[Written request]: Copy out the listing that follows, exactly, without its pictures.

+++ Material for this task +++

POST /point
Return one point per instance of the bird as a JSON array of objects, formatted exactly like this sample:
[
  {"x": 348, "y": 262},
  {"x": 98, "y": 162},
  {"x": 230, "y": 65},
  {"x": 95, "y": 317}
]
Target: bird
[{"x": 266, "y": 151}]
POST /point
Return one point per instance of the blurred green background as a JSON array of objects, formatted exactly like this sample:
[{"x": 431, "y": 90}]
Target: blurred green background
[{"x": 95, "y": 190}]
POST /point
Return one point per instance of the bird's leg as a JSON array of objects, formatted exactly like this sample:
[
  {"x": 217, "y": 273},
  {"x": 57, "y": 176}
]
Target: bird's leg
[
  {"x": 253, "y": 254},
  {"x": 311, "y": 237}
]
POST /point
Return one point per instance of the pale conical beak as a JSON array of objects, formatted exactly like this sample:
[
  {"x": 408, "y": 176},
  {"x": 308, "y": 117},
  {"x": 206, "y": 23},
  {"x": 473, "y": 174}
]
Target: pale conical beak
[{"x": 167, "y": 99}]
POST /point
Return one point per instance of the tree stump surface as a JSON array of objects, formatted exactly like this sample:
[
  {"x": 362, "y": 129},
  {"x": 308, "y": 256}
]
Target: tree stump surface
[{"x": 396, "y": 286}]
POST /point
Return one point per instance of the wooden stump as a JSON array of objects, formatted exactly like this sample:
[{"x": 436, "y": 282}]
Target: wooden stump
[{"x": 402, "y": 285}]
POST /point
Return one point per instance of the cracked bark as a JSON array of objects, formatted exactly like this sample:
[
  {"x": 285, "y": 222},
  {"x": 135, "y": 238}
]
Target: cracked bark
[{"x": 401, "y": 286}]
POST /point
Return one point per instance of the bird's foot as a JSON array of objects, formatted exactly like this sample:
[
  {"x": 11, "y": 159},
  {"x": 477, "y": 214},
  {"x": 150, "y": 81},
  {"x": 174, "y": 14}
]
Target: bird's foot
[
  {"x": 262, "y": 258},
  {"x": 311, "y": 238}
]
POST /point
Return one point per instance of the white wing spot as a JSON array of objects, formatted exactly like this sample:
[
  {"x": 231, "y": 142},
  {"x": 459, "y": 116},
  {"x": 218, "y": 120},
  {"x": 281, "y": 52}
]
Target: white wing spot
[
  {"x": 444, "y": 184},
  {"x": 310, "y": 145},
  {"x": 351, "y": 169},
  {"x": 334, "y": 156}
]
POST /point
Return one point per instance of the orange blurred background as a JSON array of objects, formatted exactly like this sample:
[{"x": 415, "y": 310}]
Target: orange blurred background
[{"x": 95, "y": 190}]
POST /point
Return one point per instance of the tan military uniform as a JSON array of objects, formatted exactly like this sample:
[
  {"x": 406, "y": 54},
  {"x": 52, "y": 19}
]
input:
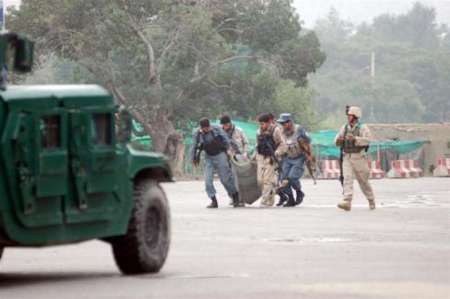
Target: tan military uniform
[
  {"x": 267, "y": 169},
  {"x": 355, "y": 163},
  {"x": 238, "y": 136}
]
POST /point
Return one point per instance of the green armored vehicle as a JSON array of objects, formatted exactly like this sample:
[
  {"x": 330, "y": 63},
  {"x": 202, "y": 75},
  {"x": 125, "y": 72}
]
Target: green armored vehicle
[{"x": 66, "y": 177}]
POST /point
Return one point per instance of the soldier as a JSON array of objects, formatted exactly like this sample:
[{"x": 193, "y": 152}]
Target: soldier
[
  {"x": 354, "y": 139},
  {"x": 215, "y": 142},
  {"x": 294, "y": 139},
  {"x": 268, "y": 140},
  {"x": 236, "y": 134}
]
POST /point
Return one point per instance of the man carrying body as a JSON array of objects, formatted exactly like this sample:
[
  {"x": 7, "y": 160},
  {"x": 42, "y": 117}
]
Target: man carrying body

+++

[Written response]:
POST /point
Return one point per instance of the bird as a JSON array of objects, formatted exactly like this sample:
[
  {"x": 348, "y": 262},
  {"x": 98, "y": 162},
  {"x": 230, "y": 65},
  {"x": 95, "y": 317}
]
Target: bird
[{"x": 266, "y": 151}]
POST /point
Return one point per instance of the blurred green background as a JSON array of objects, formatted exactly like this sample:
[{"x": 431, "y": 90}]
Target: blurred green background
[{"x": 95, "y": 190}]
POST /point
Return one point per instance of the bird's leg as a JSON array of objects, formatted exactly like this sample:
[
  {"x": 217, "y": 273},
  {"x": 57, "y": 176}
]
Target: bird's leg
[
  {"x": 253, "y": 254},
  {"x": 311, "y": 237}
]
POST /point
Return one point per instance of the pale conical beak as a JSON array of objects, formatted exactly like this sample:
[
  {"x": 408, "y": 176},
  {"x": 308, "y": 117},
  {"x": 206, "y": 23},
  {"x": 473, "y": 174}
]
Target: pale conical beak
[{"x": 167, "y": 99}]
POST /point
Return one point per instance of the tree stump surface as a JSON array of objects, formatted exactly like this sample:
[
  {"x": 362, "y": 129},
  {"x": 308, "y": 256}
]
Target: tree stump surface
[{"x": 396, "y": 286}]
POST /point
Return one point per instance of the wooden stump as a JSON array of objects, formatted exactly like this sample:
[{"x": 436, "y": 282}]
Target: wooden stump
[{"x": 402, "y": 285}]
POST /point
Return one point per instance of the cracked bark as a JSON array of objects, formatted exactly like this sample:
[
  {"x": 285, "y": 222},
  {"x": 135, "y": 238}
]
Target: cracked bark
[{"x": 401, "y": 286}]
POST /point
Return one point per instance of the bird's foot as a JSON array of objects, formatted exactly like this sample:
[
  {"x": 11, "y": 159},
  {"x": 477, "y": 214},
  {"x": 150, "y": 81},
  {"x": 174, "y": 14}
]
Target: bird's foot
[
  {"x": 262, "y": 258},
  {"x": 311, "y": 238}
]
POST /point
Return one point per instance of the white wing spot as a JSON array of objects, formatted exactly like this sample:
[
  {"x": 231, "y": 142},
  {"x": 459, "y": 116},
  {"x": 218, "y": 120},
  {"x": 281, "y": 52}
]
Target: white wing spot
[
  {"x": 444, "y": 184},
  {"x": 310, "y": 145},
  {"x": 351, "y": 169},
  {"x": 334, "y": 156}
]
POST /point
Return one point per instance of the orange blurred background as a JSON array of objects, formatted exactly like this sample:
[{"x": 415, "y": 310}]
Target: orange blurred background
[{"x": 95, "y": 190}]
POST /point
Return one point per instance of the tan military uniform as a JSON array of objects, formatted exactly like this sample:
[
  {"x": 406, "y": 54},
  {"x": 52, "y": 19}
]
input:
Target: tan military uniform
[
  {"x": 267, "y": 169},
  {"x": 355, "y": 163},
  {"x": 238, "y": 136}
]
POST /point
Return one point per instance of the green armored vehicle as a JSON array of objects, formatted exactly like this sample:
[
  {"x": 330, "y": 63},
  {"x": 202, "y": 75},
  {"x": 125, "y": 72}
]
Target: green armored vehicle
[{"x": 66, "y": 177}]
POST /point
Return one point per instance of the soldier as a JSON array of objects, formatted exactly like this sample:
[{"x": 193, "y": 152}]
Target: soldier
[
  {"x": 354, "y": 139},
  {"x": 215, "y": 142},
  {"x": 294, "y": 139},
  {"x": 268, "y": 140},
  {"x": 236, "y": 134}
]
POST /point
Return one point per instance of the man carrying body as a JSON array of objects, formatted exactly like this sample:
[
  {"x": 7, "y": 160},
  {"x": 42, "y": 117}
]
Target: man carrying body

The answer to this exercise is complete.